Excerpts from a segmentation dataset:

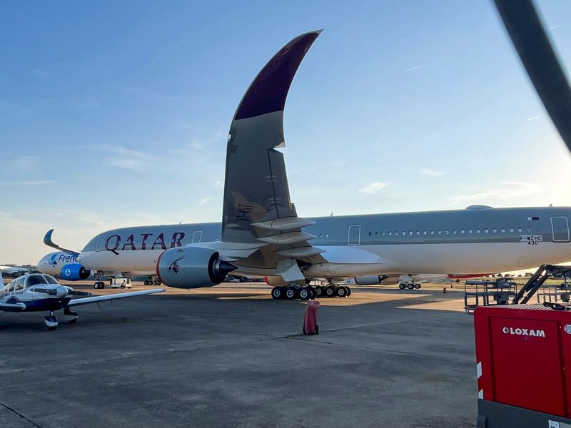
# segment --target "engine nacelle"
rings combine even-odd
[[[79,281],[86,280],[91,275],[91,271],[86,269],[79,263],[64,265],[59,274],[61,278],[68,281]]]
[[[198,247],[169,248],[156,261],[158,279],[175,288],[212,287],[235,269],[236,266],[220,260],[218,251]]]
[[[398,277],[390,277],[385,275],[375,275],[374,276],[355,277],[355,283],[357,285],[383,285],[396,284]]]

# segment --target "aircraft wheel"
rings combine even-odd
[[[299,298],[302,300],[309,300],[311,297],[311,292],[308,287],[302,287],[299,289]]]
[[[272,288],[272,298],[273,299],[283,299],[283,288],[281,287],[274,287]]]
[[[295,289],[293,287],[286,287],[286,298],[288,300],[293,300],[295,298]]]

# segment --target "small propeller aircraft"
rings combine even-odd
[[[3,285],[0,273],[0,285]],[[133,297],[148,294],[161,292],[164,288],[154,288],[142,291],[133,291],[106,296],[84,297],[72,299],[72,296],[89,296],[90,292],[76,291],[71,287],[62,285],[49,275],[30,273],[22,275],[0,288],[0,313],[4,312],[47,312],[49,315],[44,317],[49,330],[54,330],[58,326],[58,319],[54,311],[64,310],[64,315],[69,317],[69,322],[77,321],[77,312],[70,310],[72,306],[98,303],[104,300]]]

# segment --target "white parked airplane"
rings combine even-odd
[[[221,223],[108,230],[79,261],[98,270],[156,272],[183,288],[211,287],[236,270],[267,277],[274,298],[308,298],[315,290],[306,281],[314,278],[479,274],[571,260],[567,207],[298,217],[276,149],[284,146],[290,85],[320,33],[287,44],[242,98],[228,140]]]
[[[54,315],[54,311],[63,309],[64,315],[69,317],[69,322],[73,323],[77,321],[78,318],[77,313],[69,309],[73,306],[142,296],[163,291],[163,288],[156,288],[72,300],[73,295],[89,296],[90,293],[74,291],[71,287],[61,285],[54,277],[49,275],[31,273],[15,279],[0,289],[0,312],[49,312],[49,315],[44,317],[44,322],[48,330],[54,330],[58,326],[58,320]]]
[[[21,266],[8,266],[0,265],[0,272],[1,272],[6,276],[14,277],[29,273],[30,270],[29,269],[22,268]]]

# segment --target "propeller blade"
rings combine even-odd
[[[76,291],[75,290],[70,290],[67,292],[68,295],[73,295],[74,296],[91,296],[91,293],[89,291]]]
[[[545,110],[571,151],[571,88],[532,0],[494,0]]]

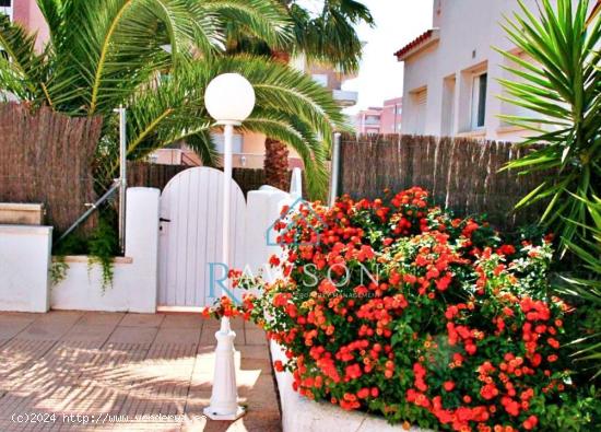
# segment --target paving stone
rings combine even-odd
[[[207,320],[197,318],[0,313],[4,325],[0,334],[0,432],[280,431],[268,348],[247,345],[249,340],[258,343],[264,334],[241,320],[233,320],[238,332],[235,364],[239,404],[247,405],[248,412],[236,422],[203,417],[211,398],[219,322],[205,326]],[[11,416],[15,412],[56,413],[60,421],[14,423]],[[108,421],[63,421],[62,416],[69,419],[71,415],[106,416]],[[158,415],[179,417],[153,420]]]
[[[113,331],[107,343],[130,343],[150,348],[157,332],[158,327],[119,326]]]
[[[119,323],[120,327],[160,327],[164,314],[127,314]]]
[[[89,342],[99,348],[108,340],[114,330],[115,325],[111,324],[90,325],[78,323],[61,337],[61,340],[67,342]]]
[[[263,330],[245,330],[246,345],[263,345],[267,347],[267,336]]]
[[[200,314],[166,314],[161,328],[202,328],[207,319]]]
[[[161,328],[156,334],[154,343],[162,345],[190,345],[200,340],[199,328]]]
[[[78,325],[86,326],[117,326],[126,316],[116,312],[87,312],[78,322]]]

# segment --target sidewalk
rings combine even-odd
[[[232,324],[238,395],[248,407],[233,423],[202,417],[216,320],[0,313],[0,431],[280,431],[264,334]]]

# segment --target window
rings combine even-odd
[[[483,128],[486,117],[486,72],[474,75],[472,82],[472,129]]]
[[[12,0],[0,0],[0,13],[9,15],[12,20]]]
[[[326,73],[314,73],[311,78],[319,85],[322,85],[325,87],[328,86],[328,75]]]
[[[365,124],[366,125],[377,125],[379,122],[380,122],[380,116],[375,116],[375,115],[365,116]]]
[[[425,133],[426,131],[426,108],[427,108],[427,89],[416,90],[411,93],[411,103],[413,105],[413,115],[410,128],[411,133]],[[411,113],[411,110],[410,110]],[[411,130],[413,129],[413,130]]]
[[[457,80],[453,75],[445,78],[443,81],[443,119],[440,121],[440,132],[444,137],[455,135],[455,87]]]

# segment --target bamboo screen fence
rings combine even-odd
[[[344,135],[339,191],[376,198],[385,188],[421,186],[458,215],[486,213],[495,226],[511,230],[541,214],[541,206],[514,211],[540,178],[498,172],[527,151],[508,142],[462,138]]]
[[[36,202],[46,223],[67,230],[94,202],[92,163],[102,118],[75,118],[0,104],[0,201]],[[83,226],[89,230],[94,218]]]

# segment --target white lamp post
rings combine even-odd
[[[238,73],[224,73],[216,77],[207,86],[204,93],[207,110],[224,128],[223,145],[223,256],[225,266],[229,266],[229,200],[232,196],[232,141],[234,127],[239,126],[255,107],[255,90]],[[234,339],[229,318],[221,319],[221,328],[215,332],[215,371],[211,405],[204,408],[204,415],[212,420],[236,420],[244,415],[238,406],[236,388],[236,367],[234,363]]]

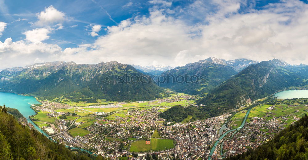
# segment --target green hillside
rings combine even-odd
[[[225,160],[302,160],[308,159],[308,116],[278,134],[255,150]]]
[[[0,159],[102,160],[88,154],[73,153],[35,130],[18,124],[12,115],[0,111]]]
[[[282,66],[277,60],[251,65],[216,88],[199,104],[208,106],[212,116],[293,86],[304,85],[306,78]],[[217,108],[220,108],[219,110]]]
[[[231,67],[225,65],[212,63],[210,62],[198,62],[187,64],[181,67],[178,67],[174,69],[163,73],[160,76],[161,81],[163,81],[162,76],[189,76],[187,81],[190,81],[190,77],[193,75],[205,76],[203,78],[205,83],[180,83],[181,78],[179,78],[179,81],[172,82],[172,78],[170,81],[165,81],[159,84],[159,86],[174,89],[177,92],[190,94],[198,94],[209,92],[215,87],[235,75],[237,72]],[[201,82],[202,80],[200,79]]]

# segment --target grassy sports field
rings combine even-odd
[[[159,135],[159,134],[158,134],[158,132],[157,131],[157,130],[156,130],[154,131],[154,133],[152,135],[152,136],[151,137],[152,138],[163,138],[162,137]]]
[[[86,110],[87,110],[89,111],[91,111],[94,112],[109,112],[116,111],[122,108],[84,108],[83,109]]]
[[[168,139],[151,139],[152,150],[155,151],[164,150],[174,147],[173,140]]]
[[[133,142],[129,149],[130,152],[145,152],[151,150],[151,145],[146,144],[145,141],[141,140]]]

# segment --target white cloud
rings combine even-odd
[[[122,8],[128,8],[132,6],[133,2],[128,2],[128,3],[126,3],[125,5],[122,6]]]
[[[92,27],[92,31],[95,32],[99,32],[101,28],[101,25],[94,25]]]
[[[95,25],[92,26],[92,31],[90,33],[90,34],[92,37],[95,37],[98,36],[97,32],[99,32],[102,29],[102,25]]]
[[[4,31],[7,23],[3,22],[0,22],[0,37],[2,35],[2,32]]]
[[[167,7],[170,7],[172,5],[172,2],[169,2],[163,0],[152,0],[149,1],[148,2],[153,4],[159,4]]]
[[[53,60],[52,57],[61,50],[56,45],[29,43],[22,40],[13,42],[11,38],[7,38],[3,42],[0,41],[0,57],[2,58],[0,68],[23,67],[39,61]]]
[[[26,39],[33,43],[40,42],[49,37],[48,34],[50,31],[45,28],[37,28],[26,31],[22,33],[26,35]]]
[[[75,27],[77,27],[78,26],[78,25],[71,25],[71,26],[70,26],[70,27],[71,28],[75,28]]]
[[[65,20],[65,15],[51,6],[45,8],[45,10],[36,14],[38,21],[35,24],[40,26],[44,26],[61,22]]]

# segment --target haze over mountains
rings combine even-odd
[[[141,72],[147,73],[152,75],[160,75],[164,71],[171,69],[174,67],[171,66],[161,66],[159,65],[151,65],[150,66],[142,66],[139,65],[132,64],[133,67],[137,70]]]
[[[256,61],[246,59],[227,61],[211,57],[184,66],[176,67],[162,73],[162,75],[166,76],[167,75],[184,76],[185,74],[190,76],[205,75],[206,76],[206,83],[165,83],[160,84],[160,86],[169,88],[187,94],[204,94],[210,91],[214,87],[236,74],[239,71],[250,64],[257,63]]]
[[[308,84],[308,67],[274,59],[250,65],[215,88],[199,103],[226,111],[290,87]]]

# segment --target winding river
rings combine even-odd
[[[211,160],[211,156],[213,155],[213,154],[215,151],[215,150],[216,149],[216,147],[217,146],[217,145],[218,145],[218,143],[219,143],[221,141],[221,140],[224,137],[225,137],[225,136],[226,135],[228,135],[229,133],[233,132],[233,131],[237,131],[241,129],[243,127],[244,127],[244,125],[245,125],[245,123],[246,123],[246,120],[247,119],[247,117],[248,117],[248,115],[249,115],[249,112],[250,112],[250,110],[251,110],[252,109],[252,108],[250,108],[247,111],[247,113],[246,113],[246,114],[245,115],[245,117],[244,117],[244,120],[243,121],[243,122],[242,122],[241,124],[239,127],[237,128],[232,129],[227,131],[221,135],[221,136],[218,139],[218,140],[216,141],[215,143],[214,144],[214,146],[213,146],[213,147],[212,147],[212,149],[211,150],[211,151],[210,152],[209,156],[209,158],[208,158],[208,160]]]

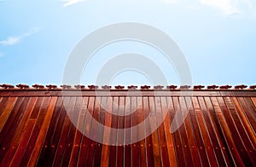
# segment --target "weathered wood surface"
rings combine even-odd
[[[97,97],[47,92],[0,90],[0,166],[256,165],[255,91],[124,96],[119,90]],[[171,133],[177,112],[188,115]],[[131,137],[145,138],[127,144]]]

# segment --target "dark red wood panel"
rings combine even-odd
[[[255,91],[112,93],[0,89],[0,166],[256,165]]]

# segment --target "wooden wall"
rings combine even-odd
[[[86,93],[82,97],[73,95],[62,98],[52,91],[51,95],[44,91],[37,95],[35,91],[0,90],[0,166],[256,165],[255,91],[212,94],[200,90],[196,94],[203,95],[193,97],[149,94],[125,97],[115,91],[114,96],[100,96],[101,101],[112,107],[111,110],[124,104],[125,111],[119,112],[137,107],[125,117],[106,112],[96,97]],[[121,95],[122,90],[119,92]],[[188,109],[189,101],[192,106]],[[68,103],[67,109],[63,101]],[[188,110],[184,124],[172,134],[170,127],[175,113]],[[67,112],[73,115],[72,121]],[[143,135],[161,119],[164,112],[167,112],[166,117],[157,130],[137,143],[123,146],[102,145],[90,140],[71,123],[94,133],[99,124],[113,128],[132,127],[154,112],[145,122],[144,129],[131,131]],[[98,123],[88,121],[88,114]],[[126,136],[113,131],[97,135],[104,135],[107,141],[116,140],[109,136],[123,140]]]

• **EXERCISE REQUIREMENTS**
Count the lines in the rows above that contain the word "aircraft", and reply with the number alone.

• **OUTPUT**
2